GOAL: Please collect every line in the records below that contains the word "dark", copying each one in full.

SUPPLIED MATERIAL:

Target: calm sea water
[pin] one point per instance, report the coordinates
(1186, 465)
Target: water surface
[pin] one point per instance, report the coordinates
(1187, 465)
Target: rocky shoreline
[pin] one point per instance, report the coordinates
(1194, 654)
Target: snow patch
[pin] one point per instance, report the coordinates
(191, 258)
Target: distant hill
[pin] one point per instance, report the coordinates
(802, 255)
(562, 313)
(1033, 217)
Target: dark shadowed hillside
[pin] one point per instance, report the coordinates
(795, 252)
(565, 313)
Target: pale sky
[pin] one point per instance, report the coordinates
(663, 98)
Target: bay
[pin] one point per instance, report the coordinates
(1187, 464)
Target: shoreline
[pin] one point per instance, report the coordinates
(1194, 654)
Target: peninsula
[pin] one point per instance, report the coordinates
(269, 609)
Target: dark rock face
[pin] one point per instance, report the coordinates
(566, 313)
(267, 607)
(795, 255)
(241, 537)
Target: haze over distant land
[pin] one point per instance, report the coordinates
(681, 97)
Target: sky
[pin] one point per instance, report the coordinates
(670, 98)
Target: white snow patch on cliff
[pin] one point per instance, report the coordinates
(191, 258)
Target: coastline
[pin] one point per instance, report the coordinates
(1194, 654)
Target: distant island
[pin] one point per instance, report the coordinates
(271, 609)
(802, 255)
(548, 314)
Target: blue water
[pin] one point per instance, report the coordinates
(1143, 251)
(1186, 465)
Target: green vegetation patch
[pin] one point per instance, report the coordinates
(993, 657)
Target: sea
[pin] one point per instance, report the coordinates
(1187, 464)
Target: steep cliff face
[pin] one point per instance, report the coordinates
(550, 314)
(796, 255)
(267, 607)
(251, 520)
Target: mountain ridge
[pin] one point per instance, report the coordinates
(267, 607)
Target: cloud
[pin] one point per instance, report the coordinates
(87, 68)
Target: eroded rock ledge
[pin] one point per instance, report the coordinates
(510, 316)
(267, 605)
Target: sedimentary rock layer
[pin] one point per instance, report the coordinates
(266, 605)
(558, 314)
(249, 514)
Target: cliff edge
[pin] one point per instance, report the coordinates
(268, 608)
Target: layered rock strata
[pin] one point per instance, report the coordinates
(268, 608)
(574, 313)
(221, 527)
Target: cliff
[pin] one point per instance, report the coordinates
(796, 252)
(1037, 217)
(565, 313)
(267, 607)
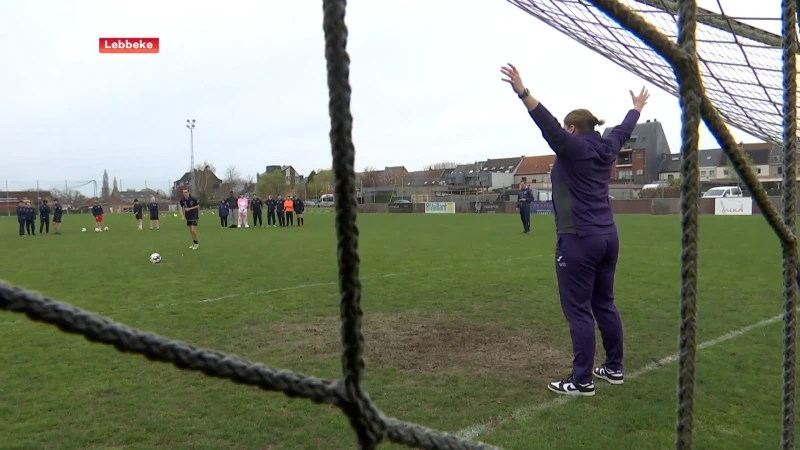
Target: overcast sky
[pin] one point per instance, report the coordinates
--
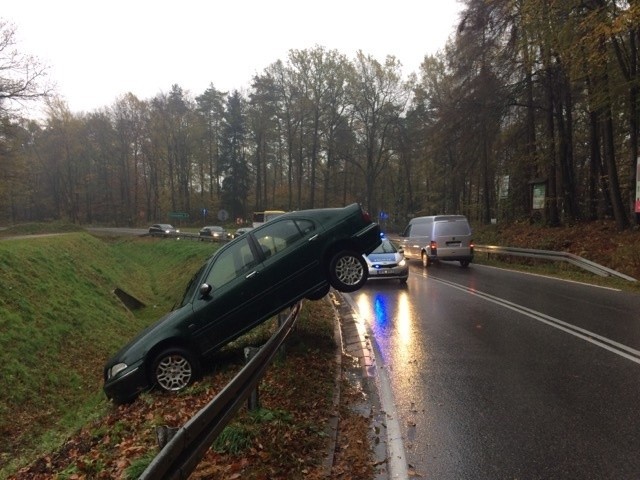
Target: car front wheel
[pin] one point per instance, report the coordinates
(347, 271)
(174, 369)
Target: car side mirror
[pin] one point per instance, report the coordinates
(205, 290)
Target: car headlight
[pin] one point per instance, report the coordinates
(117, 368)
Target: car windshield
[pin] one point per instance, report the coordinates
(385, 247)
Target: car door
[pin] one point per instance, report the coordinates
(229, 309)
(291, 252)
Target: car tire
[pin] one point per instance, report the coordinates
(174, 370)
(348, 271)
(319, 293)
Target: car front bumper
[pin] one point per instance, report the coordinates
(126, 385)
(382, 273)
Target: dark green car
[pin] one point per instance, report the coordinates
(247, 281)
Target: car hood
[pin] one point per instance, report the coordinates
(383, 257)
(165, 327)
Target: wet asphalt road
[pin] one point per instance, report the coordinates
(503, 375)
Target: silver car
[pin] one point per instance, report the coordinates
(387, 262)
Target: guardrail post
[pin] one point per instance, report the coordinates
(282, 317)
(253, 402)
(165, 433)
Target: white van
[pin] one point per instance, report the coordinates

THE RESPONSE:
Target: dark shadowed hillside
Target: dark rock face
Target: dark green car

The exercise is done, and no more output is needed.